**Ketentuan Latihan:**
(a) Salin kutipan berita tentang hibah Pemprov Kaltim di Kutim dari "SAMARINDA.NIAGA.ASIA-Penggunaan uang hibah" sampai "Kaltim tidak wajar." tanpa mengubah satu kata pun.
(b) Kumpulkan setiap baris data yang memuat kata "blue", dengan memperhatikan perbedaan huruf besar dan huruf kecil.

Hibah Uang Pemprov Kaltim di Kutim, Pemeriksa Menemukan Sapi Kurang 21 Ekor

ilustrasi

SAMARINDA.NIAGA.ASIA-Penggunaan uang hibah dari Pemprov Kalimantan Timur (Kaltim) Tahun 2020 di Kutai Timur (Kutim) sebesar Rp922 juta oleh 7 penerima hibah, dinilai Badan Pemeriksa Keuangan (BPK) RI Perwakilan Kaltim tidak wajar.

Ketidakwajaran itu antara lain jumlah sapi yang dibeli menggunakan dana hibah, jumlahnya  kurang dari seharusnya, ada mark-up, tidak ada catatan penggunaan uang hibah, dan pengguna hibah memanipulasi kwitansi toko tempat membeli barang, dan ada pula diserahkan penerima hibah kepada pihak lain secara tunai.

**Data yang Disediakan:**
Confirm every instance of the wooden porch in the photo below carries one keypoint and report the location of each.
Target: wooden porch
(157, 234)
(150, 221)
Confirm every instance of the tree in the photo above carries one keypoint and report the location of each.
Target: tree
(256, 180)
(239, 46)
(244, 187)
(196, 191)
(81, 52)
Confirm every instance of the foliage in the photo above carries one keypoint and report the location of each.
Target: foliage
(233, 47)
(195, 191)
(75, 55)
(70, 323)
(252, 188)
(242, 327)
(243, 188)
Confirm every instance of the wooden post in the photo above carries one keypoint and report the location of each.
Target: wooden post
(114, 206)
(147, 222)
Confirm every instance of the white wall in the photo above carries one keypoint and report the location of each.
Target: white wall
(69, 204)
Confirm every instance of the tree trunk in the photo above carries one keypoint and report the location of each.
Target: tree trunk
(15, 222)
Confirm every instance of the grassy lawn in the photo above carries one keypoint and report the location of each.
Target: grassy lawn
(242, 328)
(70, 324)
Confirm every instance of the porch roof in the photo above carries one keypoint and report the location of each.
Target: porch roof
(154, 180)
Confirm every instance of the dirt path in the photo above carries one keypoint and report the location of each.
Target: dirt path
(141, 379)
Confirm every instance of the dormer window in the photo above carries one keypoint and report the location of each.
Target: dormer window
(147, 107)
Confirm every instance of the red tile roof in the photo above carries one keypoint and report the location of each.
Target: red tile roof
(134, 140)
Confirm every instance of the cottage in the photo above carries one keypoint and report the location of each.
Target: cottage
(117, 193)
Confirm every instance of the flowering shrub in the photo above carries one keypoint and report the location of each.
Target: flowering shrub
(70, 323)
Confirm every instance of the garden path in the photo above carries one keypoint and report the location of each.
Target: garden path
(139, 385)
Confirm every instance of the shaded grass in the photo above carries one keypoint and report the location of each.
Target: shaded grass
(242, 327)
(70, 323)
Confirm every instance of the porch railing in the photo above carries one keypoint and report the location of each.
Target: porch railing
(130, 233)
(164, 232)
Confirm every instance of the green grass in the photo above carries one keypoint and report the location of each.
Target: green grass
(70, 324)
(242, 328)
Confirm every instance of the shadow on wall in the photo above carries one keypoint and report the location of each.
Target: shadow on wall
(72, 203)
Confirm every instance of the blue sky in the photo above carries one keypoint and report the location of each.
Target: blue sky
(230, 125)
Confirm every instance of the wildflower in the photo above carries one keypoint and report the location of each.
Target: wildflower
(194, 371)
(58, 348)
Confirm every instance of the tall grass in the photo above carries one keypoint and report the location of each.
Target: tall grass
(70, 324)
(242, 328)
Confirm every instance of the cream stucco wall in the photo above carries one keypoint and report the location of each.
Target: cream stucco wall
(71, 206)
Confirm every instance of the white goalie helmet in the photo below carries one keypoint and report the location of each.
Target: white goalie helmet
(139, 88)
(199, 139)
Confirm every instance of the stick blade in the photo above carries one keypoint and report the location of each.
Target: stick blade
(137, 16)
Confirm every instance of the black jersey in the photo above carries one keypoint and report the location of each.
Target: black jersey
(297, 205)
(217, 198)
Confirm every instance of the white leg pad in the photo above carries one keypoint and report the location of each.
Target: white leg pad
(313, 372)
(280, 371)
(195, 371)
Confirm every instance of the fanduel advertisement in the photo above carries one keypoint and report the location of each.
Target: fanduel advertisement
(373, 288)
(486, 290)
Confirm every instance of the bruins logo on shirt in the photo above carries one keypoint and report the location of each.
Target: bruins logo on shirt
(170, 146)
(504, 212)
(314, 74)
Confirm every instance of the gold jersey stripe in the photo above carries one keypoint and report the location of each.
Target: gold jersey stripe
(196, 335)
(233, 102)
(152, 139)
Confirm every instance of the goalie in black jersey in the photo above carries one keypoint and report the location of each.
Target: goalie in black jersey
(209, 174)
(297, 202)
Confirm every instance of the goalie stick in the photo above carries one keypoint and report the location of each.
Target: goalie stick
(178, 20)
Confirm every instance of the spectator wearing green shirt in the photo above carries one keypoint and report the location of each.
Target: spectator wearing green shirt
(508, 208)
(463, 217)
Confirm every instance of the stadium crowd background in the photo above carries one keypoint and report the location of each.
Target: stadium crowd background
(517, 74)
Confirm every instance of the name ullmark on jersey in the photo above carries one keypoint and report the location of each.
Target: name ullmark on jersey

**Hasil Berurutan:**
(a)
SAMARINDA.NIAGA.ASIA-Penggunaan uang hibah dari Pemprov Kalimantan Timur (Kaltim) Tahun 2020 di Kutai Timur (Kutim) sebesar Rp922 juta oleh 7 penerima hibah, dinilai Badan Pemeriksa Keuangan (BPK) RI Perwakilan Kaltim tidak wajar.

(b)
Confirm every instance of the blue sky in the photo above carries one keypoint and report the location of each.
Target: blue sky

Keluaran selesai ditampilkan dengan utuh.